[Pointing dataset excerpts]
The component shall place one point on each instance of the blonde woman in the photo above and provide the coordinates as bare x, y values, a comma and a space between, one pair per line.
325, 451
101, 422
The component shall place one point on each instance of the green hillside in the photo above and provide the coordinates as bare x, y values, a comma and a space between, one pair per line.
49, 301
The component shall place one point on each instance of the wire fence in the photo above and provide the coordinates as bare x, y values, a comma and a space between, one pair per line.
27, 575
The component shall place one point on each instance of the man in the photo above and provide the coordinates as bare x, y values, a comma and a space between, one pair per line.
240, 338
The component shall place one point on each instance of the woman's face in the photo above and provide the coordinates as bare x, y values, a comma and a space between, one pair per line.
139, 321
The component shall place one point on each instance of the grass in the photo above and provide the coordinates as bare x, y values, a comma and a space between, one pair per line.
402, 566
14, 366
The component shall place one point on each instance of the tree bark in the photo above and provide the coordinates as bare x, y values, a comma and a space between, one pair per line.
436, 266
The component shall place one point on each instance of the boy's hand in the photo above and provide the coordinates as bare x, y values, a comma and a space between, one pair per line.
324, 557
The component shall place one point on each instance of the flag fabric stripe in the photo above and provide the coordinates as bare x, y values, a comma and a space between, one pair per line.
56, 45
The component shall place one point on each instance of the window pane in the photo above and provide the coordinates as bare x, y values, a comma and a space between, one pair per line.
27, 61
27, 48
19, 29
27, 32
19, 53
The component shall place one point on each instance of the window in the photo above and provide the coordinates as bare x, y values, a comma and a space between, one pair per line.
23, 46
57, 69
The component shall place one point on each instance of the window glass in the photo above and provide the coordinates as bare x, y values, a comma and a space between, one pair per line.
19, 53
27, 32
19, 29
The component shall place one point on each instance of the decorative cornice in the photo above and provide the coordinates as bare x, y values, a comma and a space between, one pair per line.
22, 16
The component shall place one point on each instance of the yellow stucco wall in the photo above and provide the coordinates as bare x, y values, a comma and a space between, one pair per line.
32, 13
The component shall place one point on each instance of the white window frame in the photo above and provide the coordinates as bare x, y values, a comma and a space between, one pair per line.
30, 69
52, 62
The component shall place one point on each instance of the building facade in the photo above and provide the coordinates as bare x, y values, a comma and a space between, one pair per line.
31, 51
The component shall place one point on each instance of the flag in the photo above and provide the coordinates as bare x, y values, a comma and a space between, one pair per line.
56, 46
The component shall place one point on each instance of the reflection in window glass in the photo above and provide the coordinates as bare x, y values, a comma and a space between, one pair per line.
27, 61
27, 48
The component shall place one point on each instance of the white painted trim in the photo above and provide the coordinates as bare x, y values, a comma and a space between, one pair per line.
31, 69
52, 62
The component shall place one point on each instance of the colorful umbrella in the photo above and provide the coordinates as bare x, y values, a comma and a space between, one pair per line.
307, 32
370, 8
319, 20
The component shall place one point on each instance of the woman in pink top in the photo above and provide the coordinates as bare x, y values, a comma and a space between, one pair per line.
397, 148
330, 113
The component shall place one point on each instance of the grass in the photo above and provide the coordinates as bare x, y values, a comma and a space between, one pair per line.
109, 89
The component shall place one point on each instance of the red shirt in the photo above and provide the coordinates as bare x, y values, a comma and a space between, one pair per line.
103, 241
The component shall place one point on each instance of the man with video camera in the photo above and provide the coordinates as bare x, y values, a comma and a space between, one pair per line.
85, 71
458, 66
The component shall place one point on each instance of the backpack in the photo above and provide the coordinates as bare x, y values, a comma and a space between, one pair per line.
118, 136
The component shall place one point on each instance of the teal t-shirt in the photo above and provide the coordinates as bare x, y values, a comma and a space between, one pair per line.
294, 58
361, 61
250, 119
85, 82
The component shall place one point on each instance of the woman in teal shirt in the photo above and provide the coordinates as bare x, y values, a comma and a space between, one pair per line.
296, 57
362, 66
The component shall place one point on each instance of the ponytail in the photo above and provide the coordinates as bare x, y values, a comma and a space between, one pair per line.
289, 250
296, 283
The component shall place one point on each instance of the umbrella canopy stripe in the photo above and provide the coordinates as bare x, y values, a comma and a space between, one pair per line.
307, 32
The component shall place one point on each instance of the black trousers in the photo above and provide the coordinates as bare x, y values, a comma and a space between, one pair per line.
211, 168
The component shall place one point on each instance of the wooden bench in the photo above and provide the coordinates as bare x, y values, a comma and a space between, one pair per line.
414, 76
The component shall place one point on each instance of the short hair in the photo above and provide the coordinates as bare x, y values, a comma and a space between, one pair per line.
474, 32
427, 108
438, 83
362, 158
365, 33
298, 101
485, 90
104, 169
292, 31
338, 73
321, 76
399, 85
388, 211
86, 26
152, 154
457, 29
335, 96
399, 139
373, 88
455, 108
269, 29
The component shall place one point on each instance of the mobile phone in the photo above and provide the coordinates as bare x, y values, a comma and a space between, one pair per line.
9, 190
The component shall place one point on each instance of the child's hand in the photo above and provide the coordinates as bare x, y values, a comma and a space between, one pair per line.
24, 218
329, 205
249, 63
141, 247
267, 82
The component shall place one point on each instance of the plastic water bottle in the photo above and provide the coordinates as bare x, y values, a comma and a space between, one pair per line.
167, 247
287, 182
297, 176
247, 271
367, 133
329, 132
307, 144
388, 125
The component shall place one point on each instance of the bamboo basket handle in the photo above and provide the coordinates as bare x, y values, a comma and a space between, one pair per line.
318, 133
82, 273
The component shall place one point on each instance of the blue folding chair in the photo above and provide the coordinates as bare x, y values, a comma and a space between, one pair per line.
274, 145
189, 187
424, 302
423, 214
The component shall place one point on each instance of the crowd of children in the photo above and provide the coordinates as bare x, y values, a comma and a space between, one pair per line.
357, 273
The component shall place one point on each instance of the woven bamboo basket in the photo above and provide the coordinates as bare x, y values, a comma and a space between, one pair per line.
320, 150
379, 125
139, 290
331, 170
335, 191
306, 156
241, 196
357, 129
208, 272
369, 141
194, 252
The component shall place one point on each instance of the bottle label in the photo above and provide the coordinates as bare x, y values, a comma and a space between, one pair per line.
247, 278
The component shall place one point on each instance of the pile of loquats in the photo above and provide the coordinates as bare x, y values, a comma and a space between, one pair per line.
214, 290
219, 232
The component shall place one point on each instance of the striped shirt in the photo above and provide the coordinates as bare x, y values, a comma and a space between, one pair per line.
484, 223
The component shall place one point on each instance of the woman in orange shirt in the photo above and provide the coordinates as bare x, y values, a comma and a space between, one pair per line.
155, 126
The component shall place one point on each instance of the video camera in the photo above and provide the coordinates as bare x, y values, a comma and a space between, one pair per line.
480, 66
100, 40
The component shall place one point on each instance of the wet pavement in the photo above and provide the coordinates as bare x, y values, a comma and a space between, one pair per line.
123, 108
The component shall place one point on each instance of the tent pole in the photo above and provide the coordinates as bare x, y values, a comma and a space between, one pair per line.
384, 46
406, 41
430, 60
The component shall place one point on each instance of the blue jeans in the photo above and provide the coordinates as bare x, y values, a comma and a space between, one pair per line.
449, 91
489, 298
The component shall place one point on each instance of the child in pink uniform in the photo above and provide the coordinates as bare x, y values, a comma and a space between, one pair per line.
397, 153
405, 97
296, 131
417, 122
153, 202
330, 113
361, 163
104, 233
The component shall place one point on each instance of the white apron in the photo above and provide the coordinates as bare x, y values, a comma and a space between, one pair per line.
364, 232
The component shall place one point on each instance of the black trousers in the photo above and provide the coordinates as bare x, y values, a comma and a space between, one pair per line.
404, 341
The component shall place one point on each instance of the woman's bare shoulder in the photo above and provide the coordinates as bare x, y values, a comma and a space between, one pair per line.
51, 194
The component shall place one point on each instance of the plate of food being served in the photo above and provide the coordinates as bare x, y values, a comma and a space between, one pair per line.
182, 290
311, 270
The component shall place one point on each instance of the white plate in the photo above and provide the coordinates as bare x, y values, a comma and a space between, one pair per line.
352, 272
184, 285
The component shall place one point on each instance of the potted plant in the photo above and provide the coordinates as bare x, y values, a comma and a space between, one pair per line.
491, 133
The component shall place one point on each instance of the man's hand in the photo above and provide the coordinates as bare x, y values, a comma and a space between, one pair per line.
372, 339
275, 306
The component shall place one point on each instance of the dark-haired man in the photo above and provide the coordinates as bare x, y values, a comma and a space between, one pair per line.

**YOUR GOAL:**
Starting at the line that contains "the child in", quote each remaining line of the entries above, unchanged.

**COMPLETE RESPONSE:**
The component shall place one point on each instance of the child in pink uniform in the photo above and provide the coordinates as bare x, y values, a comma and a space between, one pair per line.
397, 153
405, 97
296, 131
417, 122
153, 202
330, 113
361, 163
104, 233
The component shall place one point on each instance of the white apron in the photo above and provide the coordinates as bare x, y values, a comma and a space between, one pair per line.
364, 232
The component shall place one point on each instance of the black trousers in the photo above and provide the coordinates as bare x, y values, a comma and a space between, one pair per line.
404, 341
The component shall place one point on each instance of the woman's bare shoulder in the photo above and provide the coordinates as bare x, y values, a comma and a space between, one pair per line.
51, 194
The component shall place one point on each instance of the plate of food being served in the photo above and provide the coordinates as bare x, y values, a comma and a space between, one pair per line.
182, 290
311, 270
The component shall place one point on each instance of the white plate in the photo above and provide the coordinates as bare x, y values, a comma and a space between, one pair per line.
352, 272
184, 285
The component shall place one point on each instance of the potted plant in the photo above and provide the coordinates as bare x, y values, a comma and a space between, one pair per line.
491, 133
The component shall place one point on each instance of the man's hand in the photo above and provide the coordinates as bare x, y values, a comma and a space between, one pair per line.
372, 339
275, 306
The component shall place one point on each instance of the dark-haired man in the photo above and provide the coordinates as bare x, y values, a comma and a space between, one pair per line.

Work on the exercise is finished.